Prompt>
A single number is the required answer: the count of lines in the listing below that hold the string "positive".

Data provided>
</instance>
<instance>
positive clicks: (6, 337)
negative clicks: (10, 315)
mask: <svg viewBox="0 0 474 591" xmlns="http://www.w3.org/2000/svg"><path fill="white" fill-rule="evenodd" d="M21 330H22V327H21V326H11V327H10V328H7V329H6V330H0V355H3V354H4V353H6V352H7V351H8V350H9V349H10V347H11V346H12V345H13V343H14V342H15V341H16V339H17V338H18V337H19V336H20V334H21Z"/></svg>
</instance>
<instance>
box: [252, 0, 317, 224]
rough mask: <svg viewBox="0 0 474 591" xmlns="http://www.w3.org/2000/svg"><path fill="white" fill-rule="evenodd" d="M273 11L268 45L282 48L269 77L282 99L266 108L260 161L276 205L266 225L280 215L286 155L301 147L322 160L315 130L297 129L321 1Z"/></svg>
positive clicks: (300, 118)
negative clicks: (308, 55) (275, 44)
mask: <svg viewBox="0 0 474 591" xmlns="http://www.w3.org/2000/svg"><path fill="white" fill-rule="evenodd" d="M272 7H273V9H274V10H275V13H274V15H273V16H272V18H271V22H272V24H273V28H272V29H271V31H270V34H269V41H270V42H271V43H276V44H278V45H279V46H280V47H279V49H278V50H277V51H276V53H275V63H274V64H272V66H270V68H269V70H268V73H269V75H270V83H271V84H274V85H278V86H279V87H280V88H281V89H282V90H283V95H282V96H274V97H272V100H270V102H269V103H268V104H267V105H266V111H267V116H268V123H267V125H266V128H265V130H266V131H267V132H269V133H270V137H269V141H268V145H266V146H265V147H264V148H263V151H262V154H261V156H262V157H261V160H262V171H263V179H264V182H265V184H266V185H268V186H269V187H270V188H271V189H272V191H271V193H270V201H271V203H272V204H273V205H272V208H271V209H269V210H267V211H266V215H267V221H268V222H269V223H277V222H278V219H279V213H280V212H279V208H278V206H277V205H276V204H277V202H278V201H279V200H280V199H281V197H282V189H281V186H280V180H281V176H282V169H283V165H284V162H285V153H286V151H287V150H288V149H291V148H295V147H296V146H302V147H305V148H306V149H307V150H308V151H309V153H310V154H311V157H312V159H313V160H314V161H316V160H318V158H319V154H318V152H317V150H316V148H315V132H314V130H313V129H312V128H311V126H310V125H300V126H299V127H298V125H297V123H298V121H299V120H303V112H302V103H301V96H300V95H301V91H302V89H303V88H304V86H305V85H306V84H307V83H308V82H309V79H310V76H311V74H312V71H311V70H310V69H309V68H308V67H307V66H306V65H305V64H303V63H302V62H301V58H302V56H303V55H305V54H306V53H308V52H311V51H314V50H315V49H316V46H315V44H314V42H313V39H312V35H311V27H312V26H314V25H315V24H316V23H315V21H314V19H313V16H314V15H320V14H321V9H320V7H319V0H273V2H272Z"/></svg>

Result for this exercise>
2